| Requirement 1 |
According to the passage on human growth hormone, at which event did the International Olympic Committee begin testing athletes for it?
| Requirement 2 |
Summarize the passage on human growth hormone in bodybuilding in two sentences.
| Requirement 3 |
Continue the passage on human growth hormone in bodybuilding from its last sentence.

| Text provided |
--------

Human growth hormone (HGH) occurs naturally in the pituitary gland and also is available as a synthetic substance with very limited legitimate uses. The synthetic form sometimes is abused by athletes, including bodybuilders, because it increases muscle mass, decreases body fat, and improves performance. Use of HGH for bodybuilding is banned by the International Olympic Committee and not approved for the sport in most jurisdictions. Abusers risk bone and connective tissue problems, heart issues, water retention, and mood changes. Despite these risks, use of HGH in bodybuilders continues because some athletes believe it helps their performance.
A main drawback of HGH for bodybuilding is its illegality as declared by governing sports bodies. The International Olympic Committee, which considers HGH a banned substance, began testing athletes for the growth hormone in the 2004 Summer Olympics in Athens. Olympic bodybuilders caught using HGH are disqualified from their events, have medals stripped, and often face sanctions including a ban from future Olympic competitions.

--------

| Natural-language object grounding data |
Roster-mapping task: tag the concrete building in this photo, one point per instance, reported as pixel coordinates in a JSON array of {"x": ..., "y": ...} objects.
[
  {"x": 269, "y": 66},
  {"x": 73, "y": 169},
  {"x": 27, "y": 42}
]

--------

| Response 1 |
The 2004 Summer Olympics in Athens.

| Response 2 |
Human growth hormone occurs naturally in the pituitary gland, and its synthetic form is sometimes abused by bodybuilders because it increases muscle mass, decreases body fat, and improves performance, despite risks to bones, connective tissue, the heart, water balance, and mood. The International Olympic Committee bans it and has tested athletes since the 2004 Athens games, and those caught are disqualified, stripped of medals, and often barred from future Olympic competition.

| Response 3 |
Taking HGH for bodybuilding also poses serious health risks. The hormone is meant to promote growth in children with genetic diseases; as such, bodybuilders who abuse the substance often experience abnormal bone growth over time. This process is known as acromegaly. The bone growth also causes connective tissue overgrowth, leading to disfiguring. Some people describe the acromegaly effect as creating a “caveman” because the process causes severely protruding jaws and eyebrows.
Bodybuilders who abuse HGH also risk serious cardiovascular problems. The hormone can cause irregular heartbeat and even an enlarged heart, which can be a permanent and deadly side effect. Enlarged hearts may lead to strokes or congestive heart failure.
In addition, HGH for bodybuilding further puts users at risk for other medical complications that may not be deadly, but are harmful to physical and mental health. It may cause water retention, for example, which requires the bodybuilder’s kidneys to work overtime and leads to high blood pressure. High HGH levels also have been linked to joint swelling and pain. Additionally, mood changes are common among abusers of HGH, similar to the so-called “‘roid rage” effect of steroids.
Some bodybuilders are willing to chance these hazards of HGH to gain benefits from the hormone. Used as a bodybuilding supplement, HGH can help athletes increase their muscle mass in a relatively short time. The hormone also helps decrease body mass, making the bodybuilder stronger overall in the short term. These combined effects help bodybuilders perform better and may help them win more competitions.